>> START SUPPLIED INFORMATION

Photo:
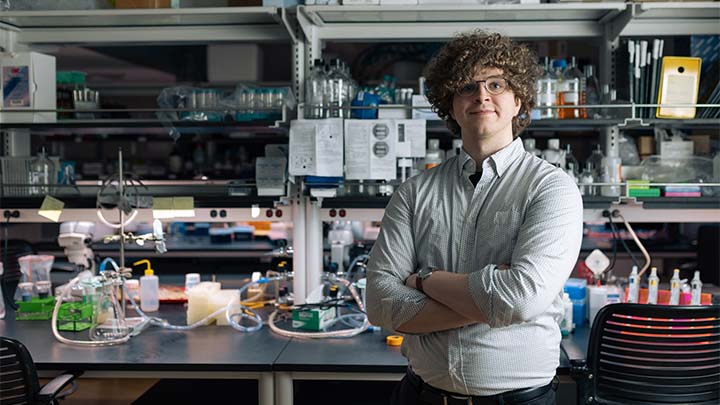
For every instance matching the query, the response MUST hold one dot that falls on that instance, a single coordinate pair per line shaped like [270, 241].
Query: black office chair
[651, 354]
[19, 382]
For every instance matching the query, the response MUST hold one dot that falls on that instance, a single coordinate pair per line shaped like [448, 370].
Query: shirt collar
[499, 160]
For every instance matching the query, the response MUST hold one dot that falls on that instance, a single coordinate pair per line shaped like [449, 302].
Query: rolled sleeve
[543, 257]
[389, 302]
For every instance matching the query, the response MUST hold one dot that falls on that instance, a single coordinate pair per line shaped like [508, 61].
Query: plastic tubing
[85, 343]
[640, 245]
[327, 334]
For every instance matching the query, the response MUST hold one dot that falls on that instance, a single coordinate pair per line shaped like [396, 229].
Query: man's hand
[411, 281]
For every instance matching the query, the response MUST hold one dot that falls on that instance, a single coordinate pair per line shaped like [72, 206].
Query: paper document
[316, 147]
[411, 138]
[370, 149]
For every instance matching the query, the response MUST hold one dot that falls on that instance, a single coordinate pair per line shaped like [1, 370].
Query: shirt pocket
[501, 233]
[435, 252]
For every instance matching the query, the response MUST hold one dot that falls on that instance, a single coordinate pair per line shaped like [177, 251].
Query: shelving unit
[143, 26]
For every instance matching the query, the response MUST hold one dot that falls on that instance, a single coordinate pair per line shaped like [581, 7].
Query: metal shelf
[182, 25]
[651, 210]
[148, 126]
[438, 22]
[593, 124]
[207, 193]
[675, 18]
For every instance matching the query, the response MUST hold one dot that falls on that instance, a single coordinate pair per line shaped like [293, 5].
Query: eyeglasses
[493, 85]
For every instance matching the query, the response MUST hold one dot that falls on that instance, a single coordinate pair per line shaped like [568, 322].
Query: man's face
[482, 112]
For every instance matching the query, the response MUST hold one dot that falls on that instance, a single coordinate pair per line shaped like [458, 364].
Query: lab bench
[213, 352]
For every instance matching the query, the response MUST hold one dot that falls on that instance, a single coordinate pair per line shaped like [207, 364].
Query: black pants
[408, 393]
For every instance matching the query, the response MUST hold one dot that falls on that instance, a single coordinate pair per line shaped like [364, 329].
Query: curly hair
[458, 61]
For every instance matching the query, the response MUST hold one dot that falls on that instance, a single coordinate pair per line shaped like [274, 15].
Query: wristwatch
[423, 275]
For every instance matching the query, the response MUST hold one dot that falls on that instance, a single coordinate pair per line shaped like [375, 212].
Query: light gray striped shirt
[523, 212]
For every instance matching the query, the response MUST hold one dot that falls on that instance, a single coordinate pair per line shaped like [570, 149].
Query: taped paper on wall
[316, 147]
[370, 149]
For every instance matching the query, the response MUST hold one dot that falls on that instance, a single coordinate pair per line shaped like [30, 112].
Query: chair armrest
[50, 390]
[578, 369]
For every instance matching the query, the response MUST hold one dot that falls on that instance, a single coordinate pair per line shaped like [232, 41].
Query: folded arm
[543, 258]
[390, 303]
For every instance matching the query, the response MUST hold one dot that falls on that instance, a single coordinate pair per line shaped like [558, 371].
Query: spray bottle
[653, 282]
[675, 284]
[634, 287]
[149, 288]
[696, 286]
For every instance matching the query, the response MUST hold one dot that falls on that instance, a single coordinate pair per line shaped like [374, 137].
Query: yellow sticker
[51, 208]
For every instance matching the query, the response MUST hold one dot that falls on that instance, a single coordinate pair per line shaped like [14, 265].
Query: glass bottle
[42, 173]
[569, 92]
[572, 167]
[547, 93]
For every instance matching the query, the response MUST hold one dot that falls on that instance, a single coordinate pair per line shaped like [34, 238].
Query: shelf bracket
[8, 38]
[616, 24]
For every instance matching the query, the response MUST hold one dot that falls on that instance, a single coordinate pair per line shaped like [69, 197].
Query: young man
[473, 254]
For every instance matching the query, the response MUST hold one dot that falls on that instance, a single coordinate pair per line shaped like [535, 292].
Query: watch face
[425, 273]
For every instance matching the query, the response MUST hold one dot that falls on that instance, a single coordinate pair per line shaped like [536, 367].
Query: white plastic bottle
[566, 326]
[433, 155]
[653, 282]
[634, 286]
[529, 144]
[553, 154]
[612, 174]
[149, 291]
[696, 286]
[675, 288]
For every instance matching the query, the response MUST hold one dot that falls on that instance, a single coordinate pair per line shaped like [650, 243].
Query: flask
[653, 282]
[569, 92]
[42, 173]
[572, 167]
[547, 92]
[695, 284]
[634, 286]
[675, 288]
[149, 288]
[433, 155]
[314, 91]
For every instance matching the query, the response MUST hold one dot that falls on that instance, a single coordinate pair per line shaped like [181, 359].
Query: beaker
[25, 291]
[109, 320]
[44, 288]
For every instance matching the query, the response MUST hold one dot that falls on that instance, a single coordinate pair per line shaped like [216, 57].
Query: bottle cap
[393, 340]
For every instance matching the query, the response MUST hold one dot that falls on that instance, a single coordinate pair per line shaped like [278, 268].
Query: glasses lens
[495, 85]
[468, 89]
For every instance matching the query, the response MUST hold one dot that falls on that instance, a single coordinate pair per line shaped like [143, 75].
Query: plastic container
[44, 289]
[2, 298]
[133, 287]
[433, 155]
[597, 297]
[566, 326]
[36, 268]
[191, 280]
[149, 289]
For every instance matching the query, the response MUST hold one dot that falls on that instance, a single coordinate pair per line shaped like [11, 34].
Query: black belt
[433, 395]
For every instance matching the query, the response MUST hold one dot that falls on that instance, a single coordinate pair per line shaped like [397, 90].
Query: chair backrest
[653, 354]
[18, 377]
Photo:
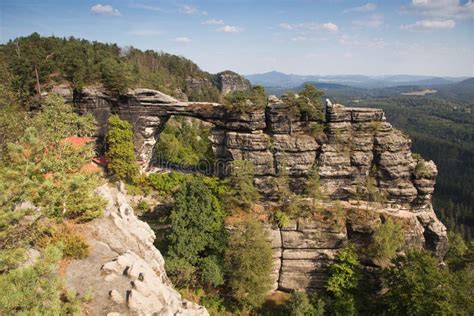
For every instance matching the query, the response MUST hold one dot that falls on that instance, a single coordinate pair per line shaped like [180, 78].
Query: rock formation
[124, 271]
[354, 147]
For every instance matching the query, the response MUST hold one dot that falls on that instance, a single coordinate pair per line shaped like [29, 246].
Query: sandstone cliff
[354, 146]
[125, 272]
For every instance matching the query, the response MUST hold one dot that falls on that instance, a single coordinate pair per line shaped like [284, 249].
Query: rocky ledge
[354, 149]
[124, 271]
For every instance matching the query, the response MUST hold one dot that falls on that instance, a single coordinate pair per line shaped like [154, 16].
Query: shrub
[33, 290]
[72, 245]
[343, 275]
[299, 305]
[246, 101]
[185, 142]
[418, 287]
[180, 271]
[385, 242]
[211, 271]
[242, 193]
[166, 183]
[281, 219]
[249, 262]
[120, 151]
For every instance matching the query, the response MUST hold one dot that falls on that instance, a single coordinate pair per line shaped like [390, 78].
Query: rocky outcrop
[305, 249]
[229, 81]
[124, 271]
[359, 156]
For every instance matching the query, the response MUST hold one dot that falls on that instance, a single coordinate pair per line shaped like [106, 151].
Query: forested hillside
[42, 62]
[443, 131]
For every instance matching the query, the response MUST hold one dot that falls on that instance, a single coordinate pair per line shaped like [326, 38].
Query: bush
[281, 219]
[197, 229]
[71, 244]
[343, 275]
[385, 243]
[120, 151]
[299, 305]
[242, 193]
[180, 271]
[246, 101]
[166, 183]
[33, 290]
[211, 271]
[249, 262]
[185, 142]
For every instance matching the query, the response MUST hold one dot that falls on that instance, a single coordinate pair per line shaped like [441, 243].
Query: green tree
[385, 242]
[242, 192]
[197, 234]
[116, 75]
[418, 287]
[313, 186]
[248, 262]
[299, 304]
[120, 151]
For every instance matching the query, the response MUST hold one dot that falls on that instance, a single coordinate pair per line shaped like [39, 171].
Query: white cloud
[429, 25]
[213, 22]
[230, 29]
[144, 32]
[311, 26]
[299, 38]
[190, 10]
[105, 9]
[147, 7]
[182, 39]
[285, 26]
[329, 27]
[443, 8]
[375, 21]
[363, 8]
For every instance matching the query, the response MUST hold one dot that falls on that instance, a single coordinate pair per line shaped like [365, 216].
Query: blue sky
[425, 37]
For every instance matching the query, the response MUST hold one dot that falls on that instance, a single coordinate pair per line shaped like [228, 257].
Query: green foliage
[120, 151]
[116, 75]
[300, 305]
[33, 290]
[248, 262]
[418, 287]
[385, 242]
[185, 142]
[313, 186]
[196, 235]
[343, 275]
[307, 104]
[241, 191]
[180, 271]
[421, 170]
[246, 101]
[211, 271]
[71, 244]
[166, 183]
[80, 63]
[281, 219]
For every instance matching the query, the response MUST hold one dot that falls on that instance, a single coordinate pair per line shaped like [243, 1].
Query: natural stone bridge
[355, 143]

>> END SUPPLIED INFORMATION

REQUIRED WORK: Your task is to extract the lines running from the one with "like [228, 257]." to the end of the material, inclusive, copying each exactly and adding nothing.

ANSWER FOR THE TASK:
For every instance matching the query, the response MUST hold one dot that falls on that instance, a single coordinate pair per line shaped like [228, 257].
Query: green foliage
[120, 151]
[116, 75]
[300, 305]
[33, 290]
[248, 262]
[418, 287]
[385, 242]
[185, 142]
[313, 186]
[196, 235]
[343, 275]
[307, 104]
[241, 191]
[180, 271]
[421, 170]
[246, 101]
[211, 271]
[71, 244]
[166, 183]
[80, 63]
[281, 219]
For every instance matching the query, the response MUST hold one dot that falls on that instance, a single coordinate pair per line shaped like [243, 1].
Query: natural stone bridge
[355, 143]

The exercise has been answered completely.